— start THE RECORDS —

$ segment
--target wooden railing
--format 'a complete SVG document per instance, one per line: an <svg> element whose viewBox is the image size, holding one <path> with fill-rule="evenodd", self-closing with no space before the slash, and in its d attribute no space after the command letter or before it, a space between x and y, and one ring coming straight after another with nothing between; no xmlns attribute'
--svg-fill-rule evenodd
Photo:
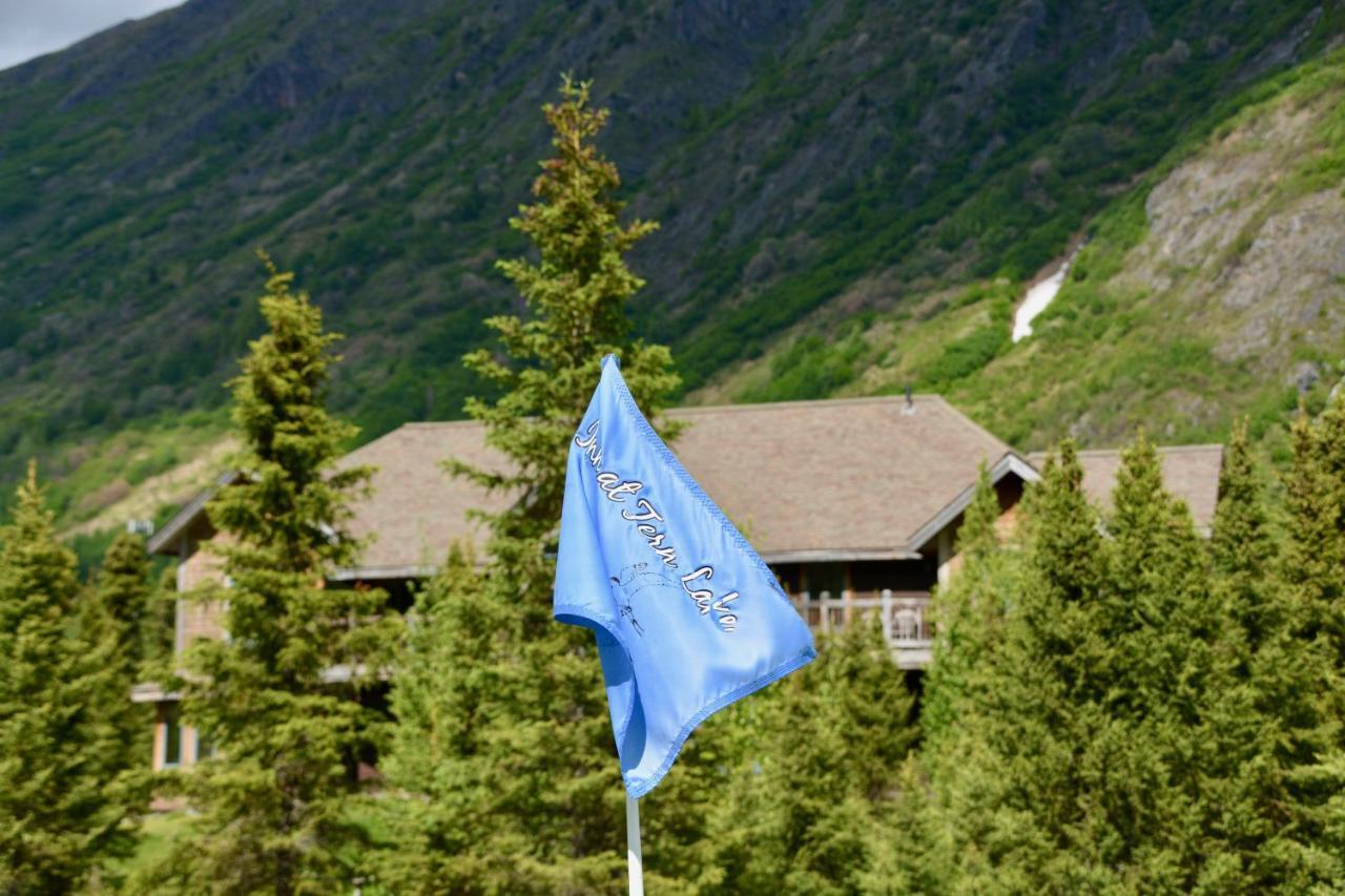
<svg viewBox="0 0 1345 896"><path fill-rule="evenodd" d="M829 591L790 595L799 615L815 631L831 632L878 613L882 636L892 646L901 669L924 669L929 662L933 634L927 591Z"/></svg>

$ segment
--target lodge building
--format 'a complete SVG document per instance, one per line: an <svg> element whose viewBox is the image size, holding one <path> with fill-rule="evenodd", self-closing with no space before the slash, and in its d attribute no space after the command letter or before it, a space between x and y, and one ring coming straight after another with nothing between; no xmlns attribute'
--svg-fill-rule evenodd
<svg viewBox="0 0 1345 896"><path fill-rule="evenodd" d="M830 631L878 613L893 657L908 675L929 662L929 592L958 568L954 545L983 461L1009 525L1044 455L1021 455L936 396L794 401L685 408L672 448L780 577L810 626ZM1208 531L1217 500L1221 445L1161 448L1163 480ZM455 541L477 541L469 509L494 511L507 498L455 479L456 457L499 467L472 421L406 424L351 452L342 464L377 468L371 494L354 505L351 530L369 539L359 566L332 572L330 587L385 588L409 608L412 585L430 576ZM1084 488L1106 503L1118 451L1084 451ZM215 538L204 507L234 474L186 505L149 539L178 558L178 591L218 574L202 545ZM223 635L222 608L179 600L175 648ZM137 702L157 706L155 768L191 764L208 747L176 721L178 696L139 685Z"/></svg>

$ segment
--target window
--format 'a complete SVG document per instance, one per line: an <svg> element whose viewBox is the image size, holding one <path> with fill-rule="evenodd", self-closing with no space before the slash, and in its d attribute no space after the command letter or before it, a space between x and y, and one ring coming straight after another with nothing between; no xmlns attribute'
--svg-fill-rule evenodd
<svg viewBox="0 0 1345 896"><path fill-rule="evenodd" d="M182 725L178 724L178 708L164 713L164 768L182 764Z"/></svg>

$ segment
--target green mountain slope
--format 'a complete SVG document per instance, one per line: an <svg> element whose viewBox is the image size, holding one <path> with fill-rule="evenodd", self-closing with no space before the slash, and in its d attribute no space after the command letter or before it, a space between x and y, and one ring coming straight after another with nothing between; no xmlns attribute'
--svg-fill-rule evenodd
<svg viewBox="0 0 1345 896"><path fill-rule="evenodd" d="M350 335L336 401L367 436L456 416L562 70L597 79L632 210L663 222L639 326L695 389L799 322L1007 295L1212 105L1342 30L1307 0L192 0L0 73L0 476L40 455L77 480L112 433L218 420L258 244ZM989 357L958 352L933 385ZM755 397L859 387L846 363Z"/></svg>
<svg viewBox="0 0 1345 896"><path fill-rule="evenodd" d="M1021 285L935 292L915 315L800 335L707 393L939 389L1014 444L1221 439L1266 431L1345 377L1345 51L1248 89L1087 229L1033 335L1010 342Z"/></svg>

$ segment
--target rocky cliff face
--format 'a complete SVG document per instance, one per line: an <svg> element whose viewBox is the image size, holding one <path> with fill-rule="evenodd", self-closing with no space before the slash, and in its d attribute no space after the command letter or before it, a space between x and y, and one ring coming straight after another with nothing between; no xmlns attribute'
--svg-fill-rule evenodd
<svg viewBox="0 0 1345 896"><path fill-rule="evenodd" d="M800 327L703 397L768 393L806 366L842 394L937 389L1028 448L1064 435L1115 444L1137 426L1221 439L1236 414L1282 428L1345 375L1342 187L1337 50L1248 90L1089 221L1028 339L1009 339L1026 284L982 281L831 342Z"/></svg>

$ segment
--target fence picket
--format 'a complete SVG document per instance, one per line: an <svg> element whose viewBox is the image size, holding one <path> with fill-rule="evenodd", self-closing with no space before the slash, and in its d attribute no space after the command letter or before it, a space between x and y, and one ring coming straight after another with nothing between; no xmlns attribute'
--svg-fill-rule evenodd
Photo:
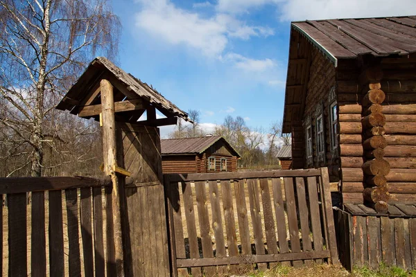
<svg viewBox="0 0 416 277"><path fill-rule="evenodd" d="M31 272L33 277L46 275L45 193L32 193ZM1 240L0 240L1 241Z"/></svg>
<svg viewBox="0 0 416 277"><path fill-rule="evenodd" d="M198 235L196 234L196 224L195 222L195 211L193 199L192 197L192 188L190 182L182 183L182 193L184 196L184 207L185 208L185 217L187 219L187 229L188 230L188 240L189 241L189 252L191 258L198 258L199 249L198 245ZM192 268L193 276L200 276L200 268Z"/></svg>
<svg viewBox="0 0 416 277"><path fill-rule="evenodd" d="M94 188L92 193L95 276L99 277L103 276L105 272L104 239L103 234L103 195L101 188Z"/></svg>
<svg viewBox="0 0 416 277"><path fill-rule="evenodd" d="M86 277L94 276L92 256L92 225L91 220L91 188L81 188L81 237L84 253L84 273Z"/></svg>
<svg viewBox="0 0 416 277"><path fill-rule="evenodd" d="M64 236L62 190L49 191L49 270L51 276L64 276Z"/></svg>
<svg viewBox="0 0 416 277"><path fill-rule="evenodd" d="M251 242L250 240L250 229L248 229L248 217L247 204L245 204L245 193L244 192L244 181L234 180L234 191L236 194L236 204L237 206L237 215L239 217L239 229L240 231L240 240L241 241L241 253L249 255L252 253Z"/></svg>
<svg viewBox="0 0 416 277"><path fill-rule="evenodd" d="M69 245L69 276L74 277L81 275L77 195L76 188L65 190L68 244Z"/></svg>
<svg viewBox="0 0 416 277"><path fill-rule="evenodd" d="M316 177L308 177L308 196L309 197L309 208L311 209L311 224L312 225L312 234L313 239L313 249L322 250L322 231L320 224L320 212L318 200L318 187ZM322 263L320 259L315 260L315 262Z"/></svg>
<svg viewBox="0 0 416 277"><path fill-rule="evenodd" d="M296 214L293 179L291 177L285 177L284 182L291 250L292 253L300 252L300 240L299 238L299 228L297 226L297 215ZM295 267L300 267L303 265L303 262L301 260L294 260L293 262L293 266Z"/></svg>
<svg viewBox="0 0 416 277"><path fill-rule="evenodd" d="M312 242L309 238L309 211L306 204L305 184L303 177L296 178L296 193L299 205L299 216L302 233L302 245L304 251L312 250ZM306 260L305 265L311 265L312 261Z"/></svg>
<svg viewBox="0 0 416 277"><path fill-rule="evenodd" d="M208 206L207 205L207 192L205 190L205 182L198 181L195 183L195 192L196 195L196 205L198 208L198 215L200 222L200 230L201 233L201 240L202 246L202 255L204 258L214 257L212 249L212 240L209 235L209 215L208 213ZM215 268L207 267L205 269L209 276L215 272Z"/></svg>
<svg viewBox="0 0 416 277"><path fill-rule="evenodd" d="M16 193L8 195L8 276L26 276L26 194Z"/></svg>
<svg viewBox="0 0 416 277"><path fill-rule="evenodd" d="M270 199L268 179L266 178L260 179L260 188L261 190L261 200L263 203L268 253L269 254L277 254L278 253L277 241L276 240L276 229L275 228L275 220L272 211L272 201ZM270 263L270 266L271 268L276 265L276 263Z"/></svg>

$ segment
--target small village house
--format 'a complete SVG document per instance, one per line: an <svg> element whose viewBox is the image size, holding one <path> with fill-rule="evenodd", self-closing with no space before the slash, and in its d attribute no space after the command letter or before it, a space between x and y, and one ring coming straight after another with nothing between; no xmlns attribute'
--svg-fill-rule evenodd
<svg viewBox="0 0 416 277"><path fill-rule="evenodd" d="M415 269L416 17L293 22L283 132L338 184L344 265Z"/></svg>
<svg viewBox="0 0 416 277"><path fill-rule="evenodd" d="M292 146L281 146L276 157L281 169L292 169Z"/></svg>
<svg viewBox="0 0 416 277"><path fill-rule="evenodd" d="M162 139L164 173L207 173L237 170L239 153L220 136Z"/></svg>

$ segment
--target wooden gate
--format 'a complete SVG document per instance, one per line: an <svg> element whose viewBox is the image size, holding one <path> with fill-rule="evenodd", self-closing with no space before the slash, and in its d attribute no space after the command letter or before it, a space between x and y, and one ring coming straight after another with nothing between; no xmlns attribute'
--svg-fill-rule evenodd
<svg viewBox="0 0 416 277"><path fill-rule="evenodd" d="M164 188L173 276L338 262L326 168L169 174Z"/></svg>

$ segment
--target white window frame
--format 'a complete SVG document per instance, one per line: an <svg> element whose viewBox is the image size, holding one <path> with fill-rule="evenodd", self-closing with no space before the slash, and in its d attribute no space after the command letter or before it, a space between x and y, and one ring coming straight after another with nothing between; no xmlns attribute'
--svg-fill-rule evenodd
<svg viewBox="0 0 416 277"><path fill-rule="evenodd" d="M331 124L331 148L338 148L338 106L336 102L333 102L329 108L329 121Z"/></svg>
<svg viewBox="0 0 416 277"><path fill-rule="evenodd" d="M214 168L211 167L211 161L214 160ZM208 158L208 170L215 171L216 169L216 159L215 157L210 157Z"/></svg>
<svg viewBox="0 0 416 277"><path fill-rule="evenodd" d="M225 166L223 166L223 161L225 161ZM220 159L220 168L221 171L227 171L227 159L221 158Z"/></svg>
<svg viewBox="0 0 416 277"><path fill-rule="evenodd" d="M320 159L324 159L325 156L325 136L324 133L324 116L320 114L315 120L316 131L316 154Z"/></svg>
<svg viewBox="0 0 416 277"><path fill-rule="evenodd" d="M306 125L306 158L308 159L313 157L313 145L312 143L312 126L311 124Z"/></svg>

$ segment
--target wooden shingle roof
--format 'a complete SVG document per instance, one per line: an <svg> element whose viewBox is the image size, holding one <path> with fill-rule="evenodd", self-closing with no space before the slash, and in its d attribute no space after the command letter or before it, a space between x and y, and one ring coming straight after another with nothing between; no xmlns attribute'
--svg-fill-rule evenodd
<svg viewBox="0 0 416 277"><path fill-rule="evenodd" d="M234 156L240 157L236 150L220 136L162 139L160 140L162 154L202 154L211 145L220 140L229 147Z"/></svg>
<svg viewBox="0 0 416 277"><path fill-rule="evenodd" d="M360 55L375 57L416 52L416 16L306 20L292 27L336 63Z"/></svg>
<svg viewBox="0 0 416 277"><path fill-rule="evenodd" d="M166 99L156 89L127 73L103 57L96 57L89 64L56 108L69 110L71 114L78 114L80 107L84 106L87 101L87 105L100 102L100 94L94 94L94 88L99 86L100 80L103 78L109 79L117 90L116 95L114 93L115 100L139 98L153 105L166 116L178 116L189 120L185 111Z"/></svg>

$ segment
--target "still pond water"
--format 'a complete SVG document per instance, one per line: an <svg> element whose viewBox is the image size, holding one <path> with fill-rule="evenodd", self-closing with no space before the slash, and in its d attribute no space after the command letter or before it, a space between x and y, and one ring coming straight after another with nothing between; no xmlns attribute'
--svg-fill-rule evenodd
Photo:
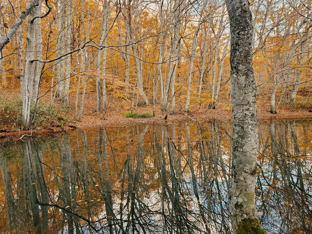
<svg viewBox="0 0 312 234"><path fill-rule="evenodd" d="M269 233L311 233L312 119L258 126ZM78 130L0 149L0 233L230 233L230 122Z"/></svg>

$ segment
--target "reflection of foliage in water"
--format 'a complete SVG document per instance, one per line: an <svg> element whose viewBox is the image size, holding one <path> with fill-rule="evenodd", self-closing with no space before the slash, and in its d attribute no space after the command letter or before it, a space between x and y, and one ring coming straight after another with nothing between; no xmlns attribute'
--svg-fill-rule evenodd
<svg viewBox="0 0 312 234"><path fill-rule="evenodd" d="M256 202L270 233L309 231L310 123L259 124ZM232 129L133 125L3 149L0 232L230 233Z"/></svg>

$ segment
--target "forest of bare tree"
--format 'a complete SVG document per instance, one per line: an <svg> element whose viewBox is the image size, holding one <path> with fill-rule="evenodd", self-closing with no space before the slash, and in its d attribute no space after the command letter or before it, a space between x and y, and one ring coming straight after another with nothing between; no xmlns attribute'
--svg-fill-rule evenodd
<svg viewBox="0 0 312 234"><path fill-rule="evenodd" d="M87 125L90 118L100 121L114 111L131 115L143 106L162 118L231 110L223 1L0 4L1 122L9 126L2 130L44 128L38 119L55 118L53 111ZM310 110L311 2L249 4L258 108L273 114L280 108ZM12 112L17 119L6 118Z"/></svg>

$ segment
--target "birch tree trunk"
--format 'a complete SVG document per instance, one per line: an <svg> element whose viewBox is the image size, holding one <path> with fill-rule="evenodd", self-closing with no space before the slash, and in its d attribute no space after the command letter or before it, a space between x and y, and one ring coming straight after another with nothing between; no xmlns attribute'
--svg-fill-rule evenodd
<svg viewBox="0 0 312 234"><path fill-rule="evenodd" d="M34 71L33 63L30 60L34 57L35 51L35 22L32 20L36 15L35 10L33 8L29 14L29 21L27 29L26 39L26 53L25 56L25 72L23 79L22 87L21 96L22 100L22 119L21 129L27 129L29 127L30 119L31 101L33 88Z"/></svg>
<svg viewBox="0 0 312 234"><path fill-rule="evenodd" d="M225 9L223 9L222 12L225 12ZM219 69L218 76L217 76L217 72L218 66L218 58L219 57L219 44L220 41L220 38L222 35L224 31L224 28L223 25L223 18L225 13L222 13L221 15L220 21L219 24L219 27L218 32L216 37L216 47L215 48L215 53L214 55L214 61L213 62L213 69L212 70L212 79L211 81L211 101L209 102L208 106L208 109L214 109L215 108L215 103L217 98L216 95L216 86L217 85L216 84L216 79L217 78L219 77L220 75L220 71ZM220 84L219 84L220 86Z"/></svg>
<svg viewBox="0 0 312 234"><path fill-rule="evenodd" d="M220 66L219 68L219 73L218 74L217 79L217 87L216 88L216 92L214 97L213 100L215 100L216 101L218 100L219 98L219 92L220 91L220 85L221 85L221 79L222 77L222 72L223 71L223 67L224 65L224 60L225 58L225 56L227 55L227 47L229 45L229 42L230 42L230 39L229 39L227 41L226 44L225 46L223 51L223 54L222 55L222 58L221 59L221 61L220 62ZM216 101L214 101L212 103L213 109L216 108Z"/></svg>
<svg viewBox="0 0 312 234"><path fill-rule="evenodd" d="M170 22L171 27L171 45L170 55L169 57L168 75L165 82L163 110L168 111L169 101L169 90L171 92L171 108L170 112L173 113L174 107L174 83L175 81L176 65L177 56L178 56L179 45L182 36L179 36L179 32L181 24L181 15L182 12L185 7L184 1L174 2L170 12Z"/></svg>
<svg viewBox="0 0 312 234"><path fill-rule="evenodd" d="M207 0L204 1L203 5L201 11L201 13L200 14L202 14L203 11L204 9L206 8L207 2ZM188 89L186 94L186 103L185 104L185 106L184 108L184 110L186 111L188 111L188 107L190 106L190 100L191 98L191 87L192 83L192 74L193 73L193 67L194 65L194 57L195 56L195 54L196 53L196 49L197 46L197 37L198 37L198 33L199 32L199 30L200 29L200 26L202 25L202 24L204 22L203 20L203 19L202 19L202 20L198 21L197 25L197 28L195 31L195 33L194 33L194 37L193 38L193 46L192 46L192 54L191 55L191 61L190 62L190 68L188 71Z"/></svg>
<svg viewBox="0 0 312 234"><path fill-rule="evenodd" d="M104 46L107 45L107 37L108 35L108 20L111 11L109 8L109 3L106 1L103 2L104 5L102 9L102 19L101 21L101 32L100 36L100 43ZM96 69L100 68L101 59L103 60L102 62L101 74L102 77L102 92L101 93L101 84L100 79L98 76L95 78L95 90L96 95L96 112L99 112L100 109L105 110L106 106L106 83L105 76L106 74L106 58L107 54L107 49L105 47L103 49L103 55L102 55L102 51L98 52L97 57L96 59ZM101 105L101 97L102 97L102 104Z"/></svg>
<svg viewBox="0 0 312 234"><path fill-rule="evenodd" d="M265 233L257 218L257 132L252 20L247 0L226 0L231 35L234 138L229 209L234 234Z"/></svg>
<svg viewBox="0 0 312 234"><path fill-rule="evenodd" d="M59 0L56 3L55 10L58 15L56 17L57 29L57 52L56 57L64 53L65 49L66 7L65 1ZM56 64L56 96L64 101L65 98L64 78L65 77L65 59L62 58Z"/></svg>
<svg viewBox="0 0 312 234"><path fill-rule="evenodd" d="M208 31L208 30L207 29L207 31ZM200 69L199 69L199 80L198 81L198 89L197 90L197 93L198 94L198 97L200 97L200 94L202 93L202 79L204 77L205 66L206 64L207 59L207 41L208 40L206 39L205 40L205 41L204 42L204 49L202 51L202 63L200 66Z"/></svg>
<svg viewBox="0 0 312 234"><path fill-rule="evenodd" d="M40 15L41 13L41 6L42 4L42 0L39 0L39 5L34 8L36 16ZM41 36L41 19L37 18L35 20L35 37L36 39L36 58L39 59L42 59L42 38ZM42 64L38 61L34 62L35 69L34 71L34 82L33 90L32 94L31 108L35 108L37 99L39 95L39 85L41 75Z"/></svg>
<svg viewBox="0 0 312 234"><path fill-rule="evenodd" d="M66 51L69 52L71 49L71 0L66 0L67 7L66 16ZM70 83L71 67L71 55L69 55L65 58L66 63L66 70L65 72L65 84L64 87L64 105L65 106L69 105L69 84Z"/></svg>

— end THE RECORDS —

REQUEST:
Extract the entries verbatim from their start up to and including the line with "591L790 595L799 615L815". Omit the pictures.

THE RESULT:
$ segment
--target wooden railing
--format 'a complete SVG document per instance, one per line: an <svg> element whose viewBox is the image size, holding one <path> with fill-rule="evenodd", self-closing with no space before the slash, and in its d attribute no space after the command letter or before it, a space between x and y, and one ring coming straight after another with nothing between; no xmlns attribute'
--svg-fill-rule evenodd
Photo:
<svg viewBox="0 0 1345 896"><path fill-rule="evenodd" d="M829 591L790 595L799 615L815 631L831 632L878 613L882 636L892 646L901 669L924 669L929 662L933 634L927 591Z"/></svg>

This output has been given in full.